▶ PROBLEMS TO WORK ON
(A) In the China interview, in what year did Julius Baer switch China to "overweight" in its asset allocation?
(B) Carry on the China interview from where it stops.

▶ SELECTED EXCERPT
China: the end of a cycle?
“There is somebody who disliked China’s success story – and that’s the US”, says Head of Research Asia Mark Matthews. In our interview, he explains to what extent this conflict will affect China’s growth prospects and how investors should respond.
- Julius Baer’s view on China: “When we decided to switch China to ‘overweight’ in our asset allocation back in 2014, we liked all the things we were seeing: the crackdown on pollution, the crackdown on corruption, the program ‘Made in China 2025’, the Greater Bay Area which will be turned into a megacity of 75 million people etc. All those things were good. But they weren’t good for somebody, and that’s the United States. That is the reason why we switched China to neutral, as this conflict with the US will remain for the foreseeable future.”
- Trade war between China and the US: “The trade war is just a disguise for something, which is much deeper. It’s a conflict between who is going to be the next superpower of the world. If you just do the numbers on the back of an envelope, China will surpass the US in economic size in around 13 to 15 years.”
- The psychological element of the trade war: “At the beginning of this year we thought that the tariffs would just amount to 10 per cent on 200 billion USD of Chinese imports into the US. Now we are talking about 25 per cent on all of the 550 billion dollars of Chinese imports last year, which could easily reduce China’s GDP growth by 100 basis points. But if you take into account the stimulus measures, the net effect would be only about 20 to 50 basis points, which isn’t that big. It is really more of a psychological issue than a major economic slowdown.”

▶ LISTED RECORDS
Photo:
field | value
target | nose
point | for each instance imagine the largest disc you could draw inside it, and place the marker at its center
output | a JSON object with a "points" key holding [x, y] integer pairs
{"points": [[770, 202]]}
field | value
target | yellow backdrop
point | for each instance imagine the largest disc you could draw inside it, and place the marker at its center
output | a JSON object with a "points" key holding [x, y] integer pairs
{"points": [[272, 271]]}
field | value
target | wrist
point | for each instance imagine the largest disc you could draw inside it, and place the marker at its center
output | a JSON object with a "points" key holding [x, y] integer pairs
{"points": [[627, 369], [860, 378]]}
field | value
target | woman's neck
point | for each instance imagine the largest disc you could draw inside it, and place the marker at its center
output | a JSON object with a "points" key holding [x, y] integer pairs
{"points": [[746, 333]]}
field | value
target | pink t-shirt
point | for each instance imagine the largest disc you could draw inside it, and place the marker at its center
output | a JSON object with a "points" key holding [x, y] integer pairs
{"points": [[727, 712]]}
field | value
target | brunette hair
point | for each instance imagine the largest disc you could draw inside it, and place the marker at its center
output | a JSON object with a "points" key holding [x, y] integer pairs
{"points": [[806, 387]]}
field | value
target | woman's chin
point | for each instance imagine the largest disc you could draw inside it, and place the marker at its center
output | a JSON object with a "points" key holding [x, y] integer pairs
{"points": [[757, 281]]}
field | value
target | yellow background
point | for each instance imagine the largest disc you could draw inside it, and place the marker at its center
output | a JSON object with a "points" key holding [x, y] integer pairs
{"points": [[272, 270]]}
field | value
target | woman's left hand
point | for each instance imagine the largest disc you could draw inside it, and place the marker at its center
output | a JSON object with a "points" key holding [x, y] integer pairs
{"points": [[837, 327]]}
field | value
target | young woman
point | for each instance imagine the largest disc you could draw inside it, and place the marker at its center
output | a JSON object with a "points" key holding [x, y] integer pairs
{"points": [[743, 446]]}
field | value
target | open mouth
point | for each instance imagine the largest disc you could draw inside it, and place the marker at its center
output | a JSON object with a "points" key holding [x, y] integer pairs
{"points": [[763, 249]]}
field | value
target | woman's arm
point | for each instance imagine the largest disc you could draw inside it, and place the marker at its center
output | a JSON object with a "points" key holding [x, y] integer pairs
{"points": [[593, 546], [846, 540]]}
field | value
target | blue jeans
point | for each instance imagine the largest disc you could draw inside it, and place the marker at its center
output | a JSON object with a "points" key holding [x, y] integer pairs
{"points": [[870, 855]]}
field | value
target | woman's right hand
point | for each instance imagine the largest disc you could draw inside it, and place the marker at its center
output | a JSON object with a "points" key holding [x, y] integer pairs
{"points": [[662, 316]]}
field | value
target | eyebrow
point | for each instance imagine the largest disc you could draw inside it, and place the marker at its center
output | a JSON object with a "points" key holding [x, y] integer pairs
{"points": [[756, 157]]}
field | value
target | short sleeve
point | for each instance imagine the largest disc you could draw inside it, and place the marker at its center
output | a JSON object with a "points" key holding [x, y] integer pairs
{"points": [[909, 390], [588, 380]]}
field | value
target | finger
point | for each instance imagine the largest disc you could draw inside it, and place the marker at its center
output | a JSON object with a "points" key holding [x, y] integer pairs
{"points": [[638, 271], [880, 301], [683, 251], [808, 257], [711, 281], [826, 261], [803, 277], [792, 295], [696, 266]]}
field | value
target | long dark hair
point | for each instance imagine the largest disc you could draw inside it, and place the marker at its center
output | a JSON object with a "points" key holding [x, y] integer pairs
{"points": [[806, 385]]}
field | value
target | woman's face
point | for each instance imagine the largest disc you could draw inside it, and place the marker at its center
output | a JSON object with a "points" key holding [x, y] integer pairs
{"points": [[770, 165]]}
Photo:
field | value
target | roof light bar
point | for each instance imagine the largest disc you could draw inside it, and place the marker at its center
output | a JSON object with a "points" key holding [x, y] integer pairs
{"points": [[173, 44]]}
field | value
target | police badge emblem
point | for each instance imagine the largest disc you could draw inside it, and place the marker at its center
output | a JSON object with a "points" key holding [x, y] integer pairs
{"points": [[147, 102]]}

▶ RESULTS
(A) 2014

(B)
- The impact of the US midterm elections: “There are three possible outcomes. The first is that the Republicans retain both chambers. That would be the worst outcome for China, because it would be an indication for Trump that he is on the right path. Then you have the possibility that the Democrats get both chambers, which would be the best scenario for China, because big lobby groups that traditionally support the Democrats have a lot of interest in repairing that relationship. The scenario, however, which seems to be most likely is a Senate retained by the Republicans and a House going to the Democrats. That would imply a lot of so-called ‘horse trading’. But as I already said, the trade war is only a symptom of a much deeper problem, which is the conflict between two very large powers. The genie is out of the bottle and it’s hard to put it back in.”